▸ **WORK ORDER**: Reproduce, from the lines below, exactly the stretch that begins at the line containing "Where can you see the metal" and ends at the line containing "Where can you see the wooden", both included.

▸ **INFORMATION PROVIDED**:
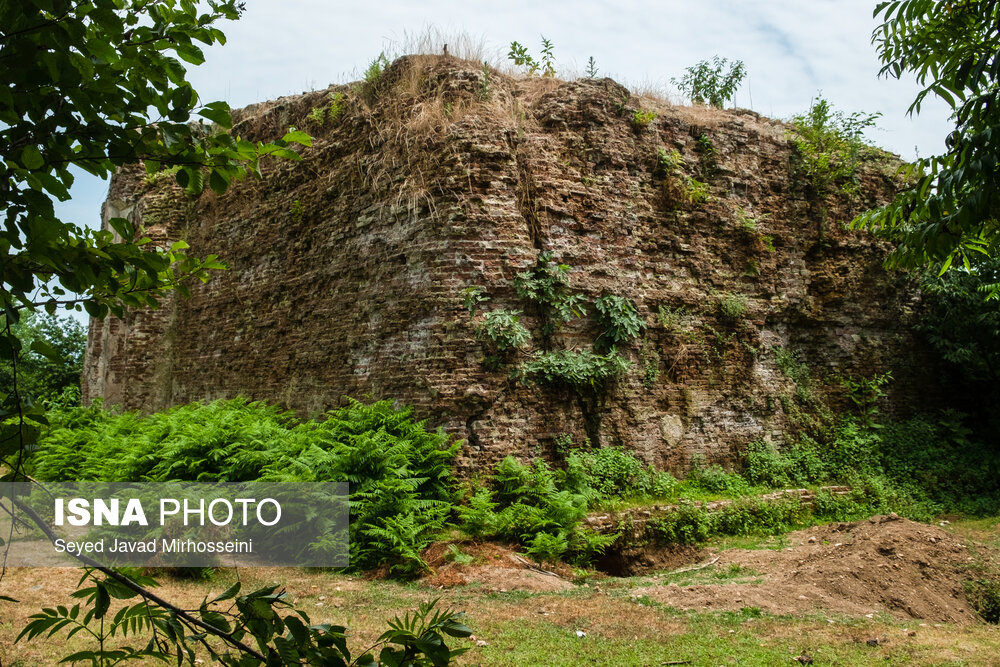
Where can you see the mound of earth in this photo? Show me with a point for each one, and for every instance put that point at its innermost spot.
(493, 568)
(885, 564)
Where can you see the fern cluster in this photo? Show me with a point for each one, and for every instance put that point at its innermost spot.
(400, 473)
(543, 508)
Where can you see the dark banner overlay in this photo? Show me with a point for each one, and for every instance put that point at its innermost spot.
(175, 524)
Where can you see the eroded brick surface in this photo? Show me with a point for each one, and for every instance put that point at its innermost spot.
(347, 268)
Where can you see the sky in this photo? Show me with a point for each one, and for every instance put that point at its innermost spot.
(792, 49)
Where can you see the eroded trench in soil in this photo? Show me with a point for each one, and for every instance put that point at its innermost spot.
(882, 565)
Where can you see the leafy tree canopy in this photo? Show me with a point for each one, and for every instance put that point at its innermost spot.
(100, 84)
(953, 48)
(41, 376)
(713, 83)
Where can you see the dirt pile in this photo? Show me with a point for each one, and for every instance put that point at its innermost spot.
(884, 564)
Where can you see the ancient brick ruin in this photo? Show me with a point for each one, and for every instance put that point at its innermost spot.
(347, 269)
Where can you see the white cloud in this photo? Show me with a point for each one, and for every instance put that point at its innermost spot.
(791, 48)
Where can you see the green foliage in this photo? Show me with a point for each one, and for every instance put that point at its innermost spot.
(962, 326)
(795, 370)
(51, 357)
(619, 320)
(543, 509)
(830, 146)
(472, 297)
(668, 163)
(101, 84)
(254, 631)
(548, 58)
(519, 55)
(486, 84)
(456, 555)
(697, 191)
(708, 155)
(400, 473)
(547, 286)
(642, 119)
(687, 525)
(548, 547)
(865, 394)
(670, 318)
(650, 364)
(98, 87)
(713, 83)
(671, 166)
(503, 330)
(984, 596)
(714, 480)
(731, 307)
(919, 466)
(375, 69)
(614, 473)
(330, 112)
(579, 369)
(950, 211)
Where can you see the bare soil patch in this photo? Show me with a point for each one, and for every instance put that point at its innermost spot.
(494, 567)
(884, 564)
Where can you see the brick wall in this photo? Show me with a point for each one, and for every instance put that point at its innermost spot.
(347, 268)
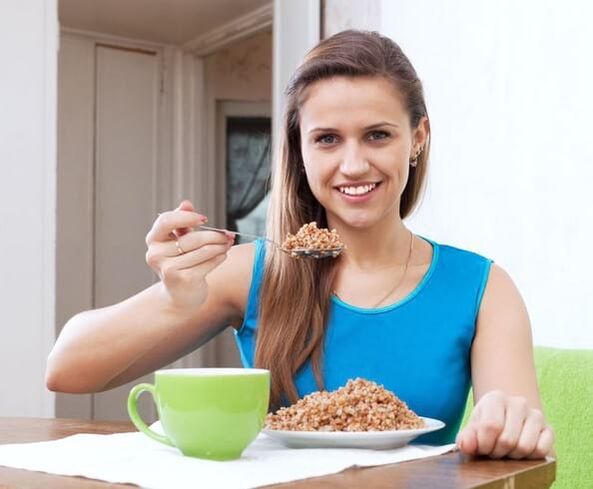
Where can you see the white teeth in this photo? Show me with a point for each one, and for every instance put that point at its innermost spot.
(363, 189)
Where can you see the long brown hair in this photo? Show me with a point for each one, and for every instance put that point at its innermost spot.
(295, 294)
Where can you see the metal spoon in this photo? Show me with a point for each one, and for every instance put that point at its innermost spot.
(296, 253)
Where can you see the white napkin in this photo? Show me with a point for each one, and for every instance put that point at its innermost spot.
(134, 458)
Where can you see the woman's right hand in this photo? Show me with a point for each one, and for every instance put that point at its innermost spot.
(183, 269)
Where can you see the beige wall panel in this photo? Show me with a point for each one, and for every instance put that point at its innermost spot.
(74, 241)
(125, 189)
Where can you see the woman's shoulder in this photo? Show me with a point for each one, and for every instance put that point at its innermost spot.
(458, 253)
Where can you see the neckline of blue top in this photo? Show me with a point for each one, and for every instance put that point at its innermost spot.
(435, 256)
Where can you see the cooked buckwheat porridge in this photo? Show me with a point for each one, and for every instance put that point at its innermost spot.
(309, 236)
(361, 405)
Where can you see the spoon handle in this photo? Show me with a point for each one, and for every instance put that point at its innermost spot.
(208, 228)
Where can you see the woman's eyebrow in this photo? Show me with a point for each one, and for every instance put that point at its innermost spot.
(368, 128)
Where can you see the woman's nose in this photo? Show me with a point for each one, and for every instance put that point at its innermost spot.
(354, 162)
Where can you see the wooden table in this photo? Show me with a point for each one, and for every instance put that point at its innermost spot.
==
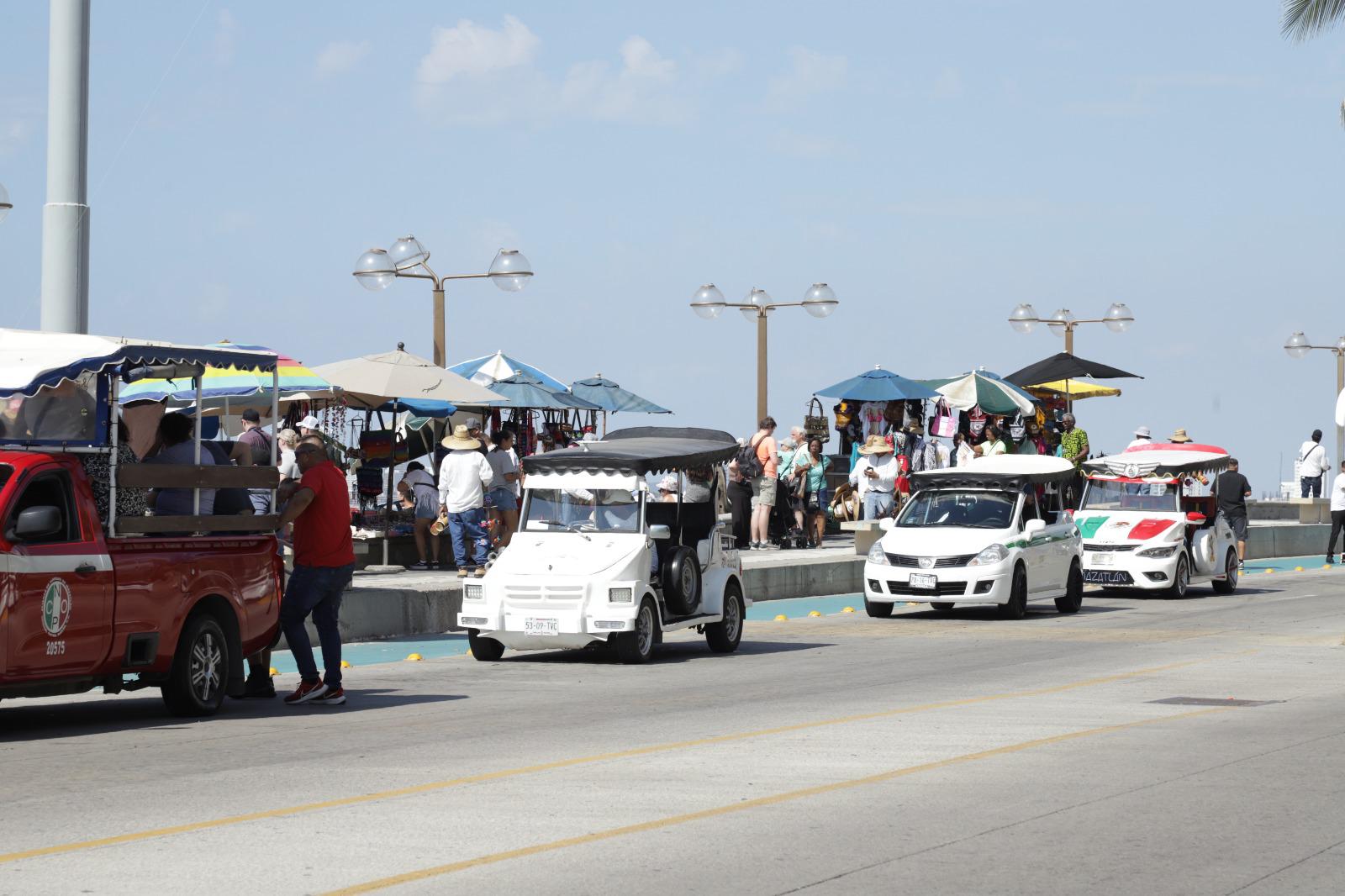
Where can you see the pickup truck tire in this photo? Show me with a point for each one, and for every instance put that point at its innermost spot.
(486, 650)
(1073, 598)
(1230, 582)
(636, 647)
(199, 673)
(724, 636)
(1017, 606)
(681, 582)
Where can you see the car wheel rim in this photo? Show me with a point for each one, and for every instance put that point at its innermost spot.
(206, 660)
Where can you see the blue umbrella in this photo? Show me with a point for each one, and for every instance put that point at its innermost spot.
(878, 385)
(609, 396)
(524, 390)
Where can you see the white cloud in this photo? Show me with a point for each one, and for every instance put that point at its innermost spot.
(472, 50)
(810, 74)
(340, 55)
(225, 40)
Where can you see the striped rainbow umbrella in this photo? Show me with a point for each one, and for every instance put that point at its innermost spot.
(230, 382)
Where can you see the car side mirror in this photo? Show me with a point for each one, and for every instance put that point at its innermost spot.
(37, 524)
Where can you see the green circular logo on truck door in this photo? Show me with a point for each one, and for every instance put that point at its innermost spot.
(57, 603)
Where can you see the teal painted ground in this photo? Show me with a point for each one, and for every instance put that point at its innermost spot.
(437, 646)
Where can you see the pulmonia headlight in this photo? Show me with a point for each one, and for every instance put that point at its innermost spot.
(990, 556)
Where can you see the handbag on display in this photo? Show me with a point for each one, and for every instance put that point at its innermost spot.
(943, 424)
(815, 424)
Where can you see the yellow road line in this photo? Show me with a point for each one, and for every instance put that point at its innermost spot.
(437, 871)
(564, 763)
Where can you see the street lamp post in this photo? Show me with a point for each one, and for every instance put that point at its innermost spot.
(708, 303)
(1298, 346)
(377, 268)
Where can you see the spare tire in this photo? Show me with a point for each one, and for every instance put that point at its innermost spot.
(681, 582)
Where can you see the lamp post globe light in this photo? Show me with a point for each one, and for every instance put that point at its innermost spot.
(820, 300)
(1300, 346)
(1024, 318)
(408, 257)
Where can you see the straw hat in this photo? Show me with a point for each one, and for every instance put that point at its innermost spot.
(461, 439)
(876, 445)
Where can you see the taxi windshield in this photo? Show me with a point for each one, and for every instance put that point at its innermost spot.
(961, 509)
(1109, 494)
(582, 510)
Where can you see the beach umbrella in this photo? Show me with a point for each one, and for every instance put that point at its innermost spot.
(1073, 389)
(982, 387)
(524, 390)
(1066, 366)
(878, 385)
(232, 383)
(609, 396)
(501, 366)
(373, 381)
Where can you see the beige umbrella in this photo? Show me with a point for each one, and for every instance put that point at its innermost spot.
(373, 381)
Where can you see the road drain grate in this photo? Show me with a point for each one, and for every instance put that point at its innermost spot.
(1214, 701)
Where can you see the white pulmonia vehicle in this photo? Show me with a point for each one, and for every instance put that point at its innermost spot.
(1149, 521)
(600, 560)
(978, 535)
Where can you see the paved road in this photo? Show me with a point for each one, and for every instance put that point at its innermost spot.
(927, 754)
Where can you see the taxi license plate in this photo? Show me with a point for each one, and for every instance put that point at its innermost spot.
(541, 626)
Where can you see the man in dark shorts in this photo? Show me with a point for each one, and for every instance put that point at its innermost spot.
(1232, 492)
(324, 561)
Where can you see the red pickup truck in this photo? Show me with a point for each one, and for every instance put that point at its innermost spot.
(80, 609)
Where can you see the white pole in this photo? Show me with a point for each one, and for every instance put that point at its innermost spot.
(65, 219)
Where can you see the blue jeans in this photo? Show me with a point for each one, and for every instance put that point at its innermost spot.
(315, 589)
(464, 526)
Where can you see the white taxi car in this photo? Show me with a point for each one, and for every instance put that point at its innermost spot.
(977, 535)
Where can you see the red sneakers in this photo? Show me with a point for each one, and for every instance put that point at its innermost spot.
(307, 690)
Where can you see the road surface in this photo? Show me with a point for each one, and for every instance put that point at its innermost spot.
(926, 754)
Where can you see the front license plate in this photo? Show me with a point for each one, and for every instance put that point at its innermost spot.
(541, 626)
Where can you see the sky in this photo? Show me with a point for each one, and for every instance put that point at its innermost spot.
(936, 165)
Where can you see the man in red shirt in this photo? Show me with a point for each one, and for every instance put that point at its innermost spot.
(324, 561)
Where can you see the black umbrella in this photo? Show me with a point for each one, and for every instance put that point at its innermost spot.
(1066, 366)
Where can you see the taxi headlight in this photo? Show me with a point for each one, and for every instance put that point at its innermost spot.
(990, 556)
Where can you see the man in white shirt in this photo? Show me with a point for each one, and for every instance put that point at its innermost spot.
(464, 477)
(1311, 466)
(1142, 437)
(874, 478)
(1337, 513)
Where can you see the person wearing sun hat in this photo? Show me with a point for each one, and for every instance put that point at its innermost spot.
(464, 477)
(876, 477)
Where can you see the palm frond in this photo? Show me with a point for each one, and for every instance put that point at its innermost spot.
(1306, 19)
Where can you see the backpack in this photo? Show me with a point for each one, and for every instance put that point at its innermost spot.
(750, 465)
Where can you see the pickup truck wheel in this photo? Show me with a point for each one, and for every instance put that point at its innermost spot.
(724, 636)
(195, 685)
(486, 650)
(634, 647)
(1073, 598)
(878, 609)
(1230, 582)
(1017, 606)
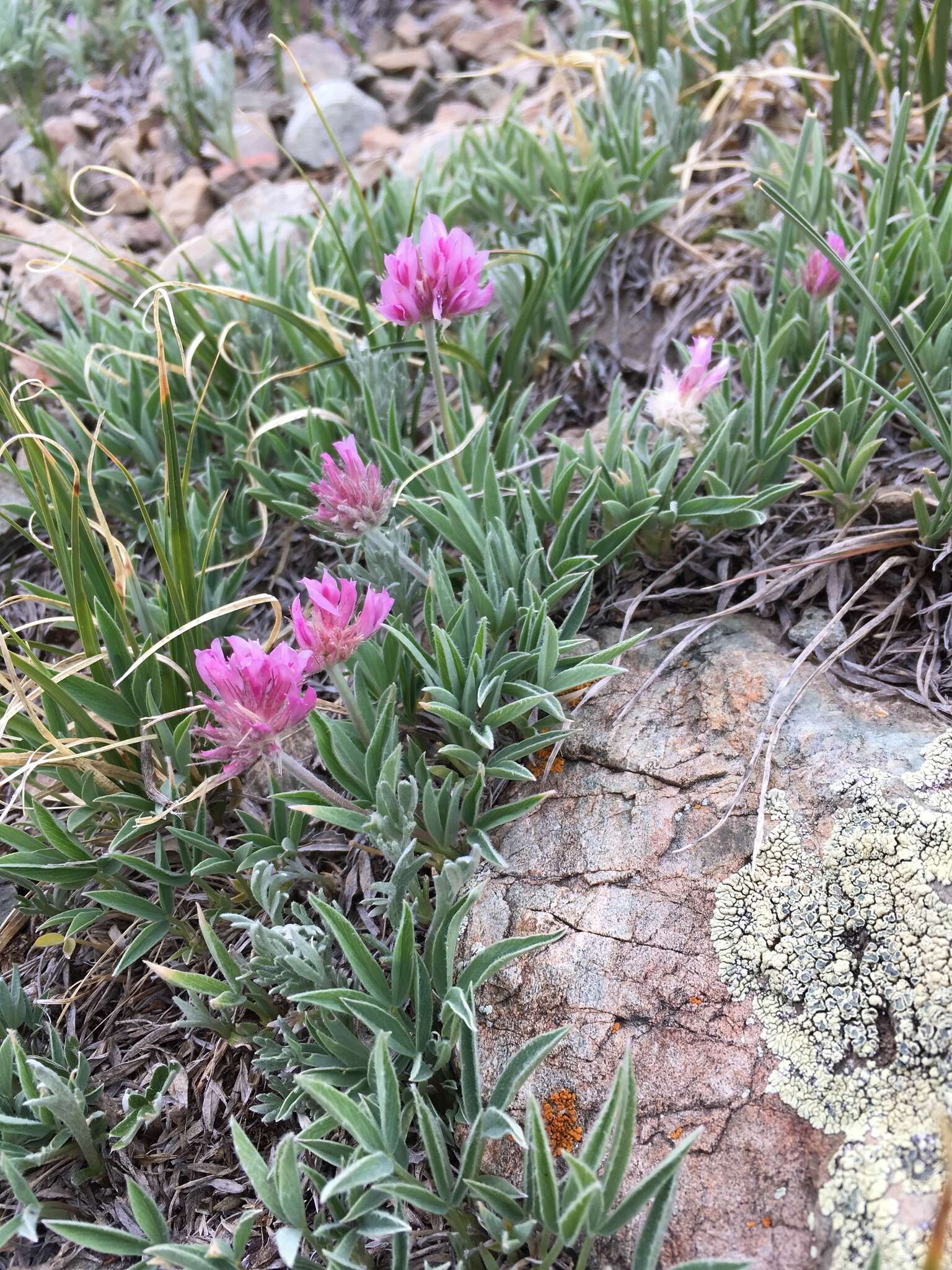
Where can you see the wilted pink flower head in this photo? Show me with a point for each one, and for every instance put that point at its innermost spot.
* * *
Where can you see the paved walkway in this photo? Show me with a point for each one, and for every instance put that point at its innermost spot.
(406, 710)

▸ **ANSWER TO THE PROBLEM**:
Where can you see the metal spoon in this photo? Show me with a point for each one, and for every instance put that point at its innermost spot.
(296, 253)
Where can you see the white napkin in this photo? Show me with a point for each one, and for every instance put that point at its innermost spot.
(134, 458)
Where can you see the woman's right hand in this photo? Show me with a point for each one, and for every instance put that point at its innermost spot.
(183, 269)
Where can you see the beige wall panel in this photo? Show me with a point for each one, and for every instance put that point at its innermost spot.
(74, 241)
(125, 189)
Where can you see the woman's shoulder in this photo? Show me with a point for each one, and for every instance put that point at its innermost spot.
(458, 253)
Where can you see the neckline of blue top in this photo? Show me with a point for each one, and for every instance put that point at its innermost spot.
(435, 256)
Where can you see the cooked buckwheat porridge in this photo? Show me with a point for each one, and for every instance put that point at its innermost spot.
(309, 236)
(361, 405)
Where can you see the spoon handle in this photo? Show me with a point for each one, and for every instance put that point at its innermost spot.
(208, 228)
Where can you see the woman's eyebrow in this photo? Show me with a point for each one, and for every instance put that point at its innermost spot.
(368, 128)
Where can you see the woman's nose in this photo? Show me with a point for each one, and for every instance put that point at its innermost spot.
(354, 162)
Where can you see the wooden table in this photo? Show me with a point for each one, and for every instance put that point at its innermost spot.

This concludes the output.